== DATA SHOWN ==
◆ ◆ ◆ ◆
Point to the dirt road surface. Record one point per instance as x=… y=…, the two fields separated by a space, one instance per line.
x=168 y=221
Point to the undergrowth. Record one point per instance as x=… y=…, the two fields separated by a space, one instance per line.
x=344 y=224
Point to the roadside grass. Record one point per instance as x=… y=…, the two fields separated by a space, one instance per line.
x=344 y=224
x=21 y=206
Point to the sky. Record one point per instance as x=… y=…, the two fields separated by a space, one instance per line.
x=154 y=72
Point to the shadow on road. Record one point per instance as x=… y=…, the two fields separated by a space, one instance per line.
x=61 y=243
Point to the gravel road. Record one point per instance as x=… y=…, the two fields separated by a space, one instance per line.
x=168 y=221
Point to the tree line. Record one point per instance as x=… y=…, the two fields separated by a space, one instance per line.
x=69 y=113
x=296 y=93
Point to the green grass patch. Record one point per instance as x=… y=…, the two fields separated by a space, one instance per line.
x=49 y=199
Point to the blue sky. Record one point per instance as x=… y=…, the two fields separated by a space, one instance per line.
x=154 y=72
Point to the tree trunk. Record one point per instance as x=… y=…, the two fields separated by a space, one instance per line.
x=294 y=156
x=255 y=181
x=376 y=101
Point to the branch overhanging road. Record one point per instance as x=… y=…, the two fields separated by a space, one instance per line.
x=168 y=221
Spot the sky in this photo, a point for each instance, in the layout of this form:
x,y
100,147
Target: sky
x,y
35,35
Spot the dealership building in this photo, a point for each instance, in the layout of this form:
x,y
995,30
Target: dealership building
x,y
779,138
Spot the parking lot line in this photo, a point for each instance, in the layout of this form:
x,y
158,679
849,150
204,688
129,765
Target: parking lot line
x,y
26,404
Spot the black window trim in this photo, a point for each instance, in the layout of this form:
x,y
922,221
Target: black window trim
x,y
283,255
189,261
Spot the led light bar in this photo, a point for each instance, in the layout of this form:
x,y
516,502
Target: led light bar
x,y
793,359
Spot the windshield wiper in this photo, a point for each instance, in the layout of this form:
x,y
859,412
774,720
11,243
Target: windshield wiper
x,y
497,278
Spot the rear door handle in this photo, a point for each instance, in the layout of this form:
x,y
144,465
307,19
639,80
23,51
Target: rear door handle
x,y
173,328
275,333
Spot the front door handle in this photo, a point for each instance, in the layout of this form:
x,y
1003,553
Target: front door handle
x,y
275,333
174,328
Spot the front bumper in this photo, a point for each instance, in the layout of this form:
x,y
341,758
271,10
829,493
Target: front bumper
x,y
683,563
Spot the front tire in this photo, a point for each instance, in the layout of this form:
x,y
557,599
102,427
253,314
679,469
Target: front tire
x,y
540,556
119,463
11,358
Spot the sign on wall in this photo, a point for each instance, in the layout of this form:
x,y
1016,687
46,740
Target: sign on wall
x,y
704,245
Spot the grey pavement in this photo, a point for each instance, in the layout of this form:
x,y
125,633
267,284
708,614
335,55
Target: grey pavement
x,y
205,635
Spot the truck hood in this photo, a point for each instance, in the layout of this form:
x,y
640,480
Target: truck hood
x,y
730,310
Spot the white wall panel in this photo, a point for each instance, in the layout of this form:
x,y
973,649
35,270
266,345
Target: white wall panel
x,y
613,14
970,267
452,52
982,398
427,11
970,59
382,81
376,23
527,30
◆ ◆ ◆ ◆
== TASK BRIEF ==
Write out the records above exactly as given.

== OUTPUT FOR THIS EXERCISE ==
Point to the dirt road surface. Record one point per instance as x=… y=…, the two fields separated by a space, one instance per line.
x=168 y=221
Point to the undergrowth. Record one point per instance as x=… y=…, the two fields separated by a space, one instance per line.
x=344 y=224
Point to the roadside grass. Record one point per instance as x=… y=…, the two fields separated by a space, one instance per line.
x=344 y=224
x=21 y=206
Point to the sky. Record one point per instance as x=… y=…, the two fields separated by a space, one instance per line.
x=154 y=72
Point to the shadow on road. Record one point per instance as x=… y=…, the two fields separated by a space, one instance per line.
x=61 y=243
Point to the gravel road. Record one point per instance as x=… y=…, the two fields separated by a space, one instance per line.
x=168 y=221
Point to the tree line. Record one point per instance as x=… y=…, the two fields separated by a space, one instance per line.
x=69 y=113
x=296 y=93
Point to the green grass patch. Record one point per instance as x=… y=…, the two fields separated by a space, one instance per line.
x=49 y=199
Point to the blue sky. Record one point per instance as x=… y=…, the two fields separated by a space, one instance per line.
x=154 y=72
Point to the tree trunk. Record one point per instance as x=… y=…, the two fields separated by a space, one instance per line.
x=294 y=156
x=255 y=181
x=376 y=101
Point to the branch overhanging road. Record one point per instance as x=… y=…, the two fields separated by a space, one instance per line.
x=168 y=221
Spot the sky in this photo, a point for each instance, in the layout of this form:
x,y
100,147
Target: sky
x,y
35,35
Spot the dealership building in this photo, a point for each instance, in the layout of this form:
x,y
995,30
Target: dealership building
x,y
779,138
Spot the parking lot line in this photo, a point for each instance, in the layout of this form:
x,y
158,679
849,150
204,688
129,765
Target: parking lot line
x,y
26,404
Spot the black window trim in this photo, a point for each instance, in the layout of this form:
x,y
922,221
Target: black window trim
x,y
283,255
189,261
Spot the led light bar in this photo, a point for each instance, in the layout of this form:
x,y
516,502
Target: led light bar
x,y
793,359
Spot the windshield wiper in this photo, a point for each instance, in the layout of this form:
x,y
859,412
774,720
11,243
Target: windshield wiper
x,y
497,278
Spot the rear door handle in this photo, a point for each instance, in the layout of this form:
x,y
144,465
307,19
639,80
23,51
Target: rear door handle
x,y
173,328
275,333
Spot the front door handle in this photo, a point for each instance, in the layout of this form:
x,y
1003,553
Target: front door handle
x,y
275,333
174,328
Spot the front bumper in this photo, a point for each instance, in the layout of this form:
x,y
341,758
271,10
829,493
Target: front bumper
x,y
683,563
Spot the front tire in this photo, a point for each instance, in the layout of this form:
x,y
557,599
102,427
253,314
679,469
Target: front tire
x,y
540,556
119,463
11,358
Spot the sign on wall in this photo, a point for each instance, in the layout of this form:
x,y
1016,687
46,740
Target: sign on wall
x,y
704,245
Spot the grey pavement in this photo, a point for each instance, in the layout of this form:
x,y
125,633
267,284
708,614
335,55
Target: grey pavement
x,y
205,635
Spot the truck hood in this photo, a point for each instance, in the layout of this form:
x,y
640,480
Target: truck hood
x,y
730,310
Spot the white wall panel in this photo, a point for each instance, in the layout of this form:
x,y
973,649
35,270
266,345
Target: white wall panel
x,y
613,14
970,267
452,52
982,398
427,11
970,59
382,81
376,23
527,30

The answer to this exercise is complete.